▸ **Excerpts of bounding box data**
────────────────────────────────────────
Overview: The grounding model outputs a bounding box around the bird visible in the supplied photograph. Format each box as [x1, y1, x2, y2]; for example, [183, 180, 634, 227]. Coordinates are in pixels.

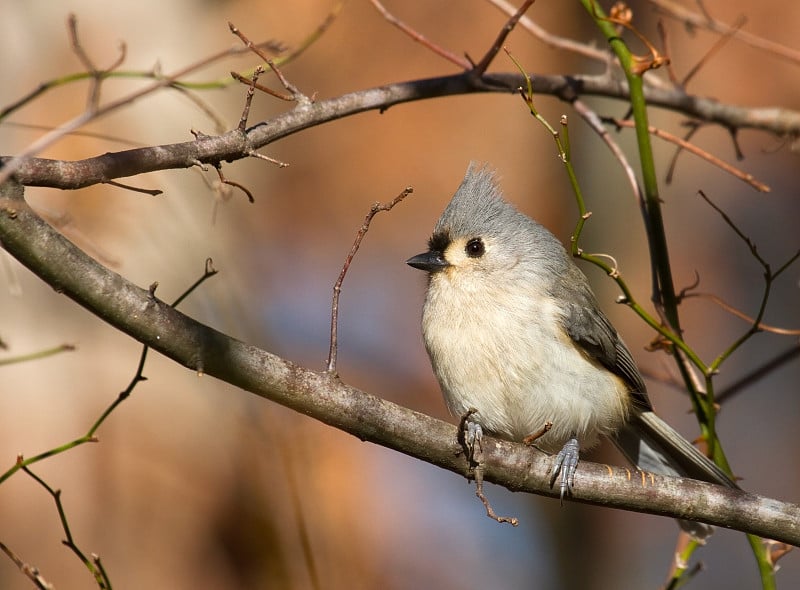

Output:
[406, 162, 737, 539]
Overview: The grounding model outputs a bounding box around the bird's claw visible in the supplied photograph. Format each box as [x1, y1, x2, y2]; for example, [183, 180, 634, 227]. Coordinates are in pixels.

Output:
────────────────────────────────────────
▸ **What the task requires**
Change "supplied photograph" to "attached image" in all of the lines above and rewrite them with nothing else altered. Omit the pictures.

▸ **Problem solution**
Overview: The grounding model outputs a bounding box around the bird visible in the attached image. Format each box as [x1, y1, x2, y2]; for example, [183, 180, 634, 227]. Coordinates are in pixels.


Output:
[406, 162, 737, 539]
Overview: The grounding model outputs a bounding box around the bird's claw visible in the attached image. Format each box as [x1, y1, x2, y2]; for example, [183, 180, 634, 227]. Coordinates are in pixels.

Output:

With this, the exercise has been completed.